-- Aim --
In the review of the film Una, reproduce word for word the passage starting at "Synopsis: A young" and ending at "their shared past.".

-- Text segment --
Synopsis: A young woman, Una (Rooney Mara), unexpectedly arrives at the workplace of an older man, Ray (Ben Mendelsohn), to confront him with their shared past.

Una is Benedict Andrews’s debut feature film he having previous directed a National Theatre Live version of ‘A Streetcar Named Desire’. Not that this film strays far from its origins in the play, ‘Blackbird’ by David Harrower who also scripted this screen adaptation.  Although I have not seen that play there is a sense here that in moving to the big screen more has been lost than gained.  

Instead of preserving the form of a confined two-hander, something akin to Polanski’s Venus In Furs (2013) which the stage play apparently was (If only Polanski had directed this!), Benedict has dissipated the potential intensity with a back-story showing us Ray’s Humbert Humbert-like flight with his Lolita, the thirteen year old Una (played by Ruby Stokes). He keeps illustrating Ray and Una’s confrontation in the present with flashbacks to that past.  At least he gets this part of the film right, letting us see Ray’s torment as he pursues his illicit desire to its hopeless fruition.  But too much is made of a sub-plot with Ray’s involvement in a staff-downsizing decision with people searching for him in the empty, sterile confines of the warehouse where he is a manager.  It appears to have nothing to do with the main story but is rather some convoluted way of constructing a narrative which itself culminates unsatisfactorily with a party at Ray’s home where he now lives rehabilitated life under a new name.

Mara and Mendelsohn work well together, she assuming an English accent, he not at all, but surprisingly Harrower often burdens them with awkwardly literary dialogue.  This should have been corruscating stuff examining the abuser-victim relationship with emotion, logic and insight but instead it puddles along without developing any heat, occasionally striking a spark before sputtering out in an atmosphere of unrelieved lugubriosity and with little sense of purpose..Given Benedict’s first-hand experience with Williams' classic statement of male sexuality this is a considerable disappointment.

-- Extracted records --
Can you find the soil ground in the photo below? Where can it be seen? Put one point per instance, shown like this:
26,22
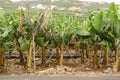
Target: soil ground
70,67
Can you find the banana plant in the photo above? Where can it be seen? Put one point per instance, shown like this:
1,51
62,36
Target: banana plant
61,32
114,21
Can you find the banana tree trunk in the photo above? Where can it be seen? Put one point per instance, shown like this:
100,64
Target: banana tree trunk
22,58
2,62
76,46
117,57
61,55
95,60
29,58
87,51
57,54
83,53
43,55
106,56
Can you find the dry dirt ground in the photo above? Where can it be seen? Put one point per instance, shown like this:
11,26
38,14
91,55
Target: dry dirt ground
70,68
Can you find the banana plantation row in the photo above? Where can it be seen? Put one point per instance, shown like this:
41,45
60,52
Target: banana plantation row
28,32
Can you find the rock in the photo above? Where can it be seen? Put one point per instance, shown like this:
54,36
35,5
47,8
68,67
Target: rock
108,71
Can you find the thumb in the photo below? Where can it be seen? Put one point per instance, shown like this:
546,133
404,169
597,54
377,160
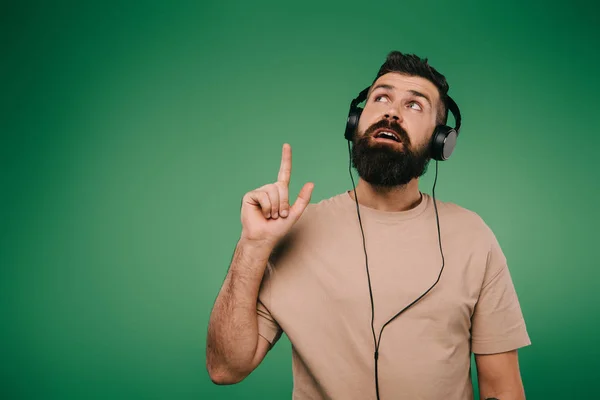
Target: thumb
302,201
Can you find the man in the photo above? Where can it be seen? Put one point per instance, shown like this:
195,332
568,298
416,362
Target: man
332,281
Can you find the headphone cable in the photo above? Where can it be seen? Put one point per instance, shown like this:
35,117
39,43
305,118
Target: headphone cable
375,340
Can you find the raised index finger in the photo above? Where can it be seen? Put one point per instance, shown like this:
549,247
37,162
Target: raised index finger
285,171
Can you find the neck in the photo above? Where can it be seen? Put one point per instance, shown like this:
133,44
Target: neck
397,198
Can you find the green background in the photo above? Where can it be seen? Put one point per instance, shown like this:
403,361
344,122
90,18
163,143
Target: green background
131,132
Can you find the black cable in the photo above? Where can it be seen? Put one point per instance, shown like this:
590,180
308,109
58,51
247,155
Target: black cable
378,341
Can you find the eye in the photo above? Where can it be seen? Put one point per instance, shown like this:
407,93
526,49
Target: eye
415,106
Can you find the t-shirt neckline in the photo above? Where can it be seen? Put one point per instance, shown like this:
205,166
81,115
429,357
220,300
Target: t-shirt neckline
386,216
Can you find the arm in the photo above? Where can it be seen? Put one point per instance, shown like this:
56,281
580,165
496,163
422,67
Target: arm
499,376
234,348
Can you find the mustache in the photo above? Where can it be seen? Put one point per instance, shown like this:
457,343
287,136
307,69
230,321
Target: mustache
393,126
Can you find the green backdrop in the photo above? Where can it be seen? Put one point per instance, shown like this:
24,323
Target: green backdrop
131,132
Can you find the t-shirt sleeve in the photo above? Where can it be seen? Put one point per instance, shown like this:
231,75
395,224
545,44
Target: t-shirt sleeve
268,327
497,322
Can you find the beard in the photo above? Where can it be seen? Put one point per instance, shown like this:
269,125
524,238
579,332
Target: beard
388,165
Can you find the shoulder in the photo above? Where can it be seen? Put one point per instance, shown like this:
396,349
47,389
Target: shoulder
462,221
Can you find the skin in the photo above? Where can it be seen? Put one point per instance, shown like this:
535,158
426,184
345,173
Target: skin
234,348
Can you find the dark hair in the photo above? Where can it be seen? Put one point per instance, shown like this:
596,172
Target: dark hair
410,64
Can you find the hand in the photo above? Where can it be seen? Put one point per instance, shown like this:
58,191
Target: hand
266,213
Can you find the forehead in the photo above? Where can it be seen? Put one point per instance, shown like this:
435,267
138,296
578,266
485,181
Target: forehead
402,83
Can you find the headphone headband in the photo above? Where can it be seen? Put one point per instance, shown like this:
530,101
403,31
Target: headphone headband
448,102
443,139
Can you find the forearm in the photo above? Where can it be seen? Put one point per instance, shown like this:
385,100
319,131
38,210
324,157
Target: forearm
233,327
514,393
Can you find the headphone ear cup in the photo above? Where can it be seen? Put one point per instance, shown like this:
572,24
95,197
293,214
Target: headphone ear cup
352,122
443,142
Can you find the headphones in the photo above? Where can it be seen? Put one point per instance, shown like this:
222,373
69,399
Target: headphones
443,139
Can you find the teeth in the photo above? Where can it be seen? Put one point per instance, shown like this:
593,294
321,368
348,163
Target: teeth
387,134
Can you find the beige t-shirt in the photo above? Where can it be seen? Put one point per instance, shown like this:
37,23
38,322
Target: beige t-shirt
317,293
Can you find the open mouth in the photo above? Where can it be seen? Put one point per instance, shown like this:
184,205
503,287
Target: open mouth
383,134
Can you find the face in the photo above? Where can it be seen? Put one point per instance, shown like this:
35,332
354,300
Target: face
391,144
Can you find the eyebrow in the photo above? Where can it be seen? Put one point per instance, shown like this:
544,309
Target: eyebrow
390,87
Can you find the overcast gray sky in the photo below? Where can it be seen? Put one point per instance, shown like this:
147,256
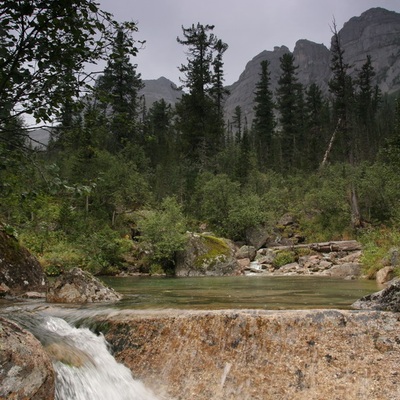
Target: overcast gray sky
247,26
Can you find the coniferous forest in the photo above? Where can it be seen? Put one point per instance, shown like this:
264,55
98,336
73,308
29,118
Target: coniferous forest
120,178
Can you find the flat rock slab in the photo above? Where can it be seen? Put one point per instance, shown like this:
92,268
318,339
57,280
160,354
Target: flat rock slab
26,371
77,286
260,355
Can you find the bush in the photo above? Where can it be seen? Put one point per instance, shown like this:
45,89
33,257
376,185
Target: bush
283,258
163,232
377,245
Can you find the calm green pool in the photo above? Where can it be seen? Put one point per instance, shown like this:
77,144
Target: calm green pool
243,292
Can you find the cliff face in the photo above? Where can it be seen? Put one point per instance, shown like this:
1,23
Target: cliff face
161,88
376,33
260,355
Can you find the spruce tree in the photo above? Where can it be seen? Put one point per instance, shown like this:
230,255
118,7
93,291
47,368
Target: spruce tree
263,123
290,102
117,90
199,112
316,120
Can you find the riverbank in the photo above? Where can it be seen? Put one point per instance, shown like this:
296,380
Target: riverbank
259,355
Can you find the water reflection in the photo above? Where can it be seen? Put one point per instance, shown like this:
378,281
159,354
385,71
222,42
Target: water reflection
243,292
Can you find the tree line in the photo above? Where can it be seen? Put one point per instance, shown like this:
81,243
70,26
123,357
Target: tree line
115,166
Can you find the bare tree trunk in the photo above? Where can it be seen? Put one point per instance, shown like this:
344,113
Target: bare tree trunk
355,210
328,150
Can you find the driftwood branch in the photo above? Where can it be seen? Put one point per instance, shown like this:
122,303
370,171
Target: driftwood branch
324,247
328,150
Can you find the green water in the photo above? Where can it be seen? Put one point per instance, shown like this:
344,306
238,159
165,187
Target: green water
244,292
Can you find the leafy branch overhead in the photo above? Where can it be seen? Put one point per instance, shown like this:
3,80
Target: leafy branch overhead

...

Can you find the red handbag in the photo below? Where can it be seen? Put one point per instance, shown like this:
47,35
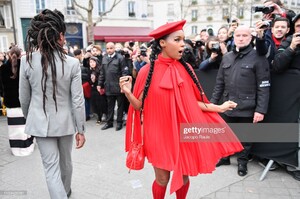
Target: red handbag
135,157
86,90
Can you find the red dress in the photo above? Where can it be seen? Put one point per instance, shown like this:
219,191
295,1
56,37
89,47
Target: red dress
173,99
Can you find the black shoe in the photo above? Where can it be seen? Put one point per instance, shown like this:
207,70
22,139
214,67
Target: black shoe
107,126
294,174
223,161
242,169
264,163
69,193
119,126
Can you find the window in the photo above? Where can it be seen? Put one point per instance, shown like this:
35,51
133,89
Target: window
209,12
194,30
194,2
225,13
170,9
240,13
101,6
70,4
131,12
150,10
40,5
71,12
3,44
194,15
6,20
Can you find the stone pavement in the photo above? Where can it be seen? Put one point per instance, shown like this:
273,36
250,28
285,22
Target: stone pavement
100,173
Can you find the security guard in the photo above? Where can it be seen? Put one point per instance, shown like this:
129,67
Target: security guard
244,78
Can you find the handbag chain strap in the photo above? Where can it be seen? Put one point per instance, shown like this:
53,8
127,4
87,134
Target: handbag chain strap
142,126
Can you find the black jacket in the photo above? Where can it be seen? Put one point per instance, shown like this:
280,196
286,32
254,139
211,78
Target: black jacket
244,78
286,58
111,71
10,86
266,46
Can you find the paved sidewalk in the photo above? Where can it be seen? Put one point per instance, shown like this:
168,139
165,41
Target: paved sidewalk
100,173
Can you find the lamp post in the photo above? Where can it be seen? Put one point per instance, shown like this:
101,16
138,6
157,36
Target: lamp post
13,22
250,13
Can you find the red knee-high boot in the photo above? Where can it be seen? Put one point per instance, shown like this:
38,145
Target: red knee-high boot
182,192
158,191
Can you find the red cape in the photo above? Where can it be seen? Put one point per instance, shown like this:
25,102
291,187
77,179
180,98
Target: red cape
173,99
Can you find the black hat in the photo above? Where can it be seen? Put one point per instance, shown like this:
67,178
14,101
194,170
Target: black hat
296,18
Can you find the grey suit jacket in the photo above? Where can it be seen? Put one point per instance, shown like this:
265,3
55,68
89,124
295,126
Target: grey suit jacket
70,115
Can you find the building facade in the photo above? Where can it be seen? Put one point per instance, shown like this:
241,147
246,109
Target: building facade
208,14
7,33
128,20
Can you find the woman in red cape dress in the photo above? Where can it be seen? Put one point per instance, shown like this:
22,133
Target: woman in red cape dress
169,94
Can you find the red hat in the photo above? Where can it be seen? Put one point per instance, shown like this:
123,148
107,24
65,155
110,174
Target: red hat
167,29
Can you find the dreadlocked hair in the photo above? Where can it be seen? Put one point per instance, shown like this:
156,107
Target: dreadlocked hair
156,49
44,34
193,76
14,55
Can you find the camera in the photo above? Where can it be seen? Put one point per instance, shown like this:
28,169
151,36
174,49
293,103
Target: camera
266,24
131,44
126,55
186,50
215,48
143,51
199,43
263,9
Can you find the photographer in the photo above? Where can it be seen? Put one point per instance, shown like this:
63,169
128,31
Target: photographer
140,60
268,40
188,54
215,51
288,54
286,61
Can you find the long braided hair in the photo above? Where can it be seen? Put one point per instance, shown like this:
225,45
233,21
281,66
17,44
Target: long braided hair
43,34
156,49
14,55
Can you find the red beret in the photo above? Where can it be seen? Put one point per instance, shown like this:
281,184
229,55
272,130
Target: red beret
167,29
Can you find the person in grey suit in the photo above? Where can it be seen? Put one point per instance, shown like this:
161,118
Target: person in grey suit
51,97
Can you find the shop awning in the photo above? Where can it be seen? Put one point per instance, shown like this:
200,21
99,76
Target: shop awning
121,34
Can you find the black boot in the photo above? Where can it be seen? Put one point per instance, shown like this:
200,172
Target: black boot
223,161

-- Completed task --
Synopsis: A young woman, Una (Rooney Mara), unexpectedly arrives at the workplace of an older man, Ray (Ben Mendelsohn), to confront him with their shared past.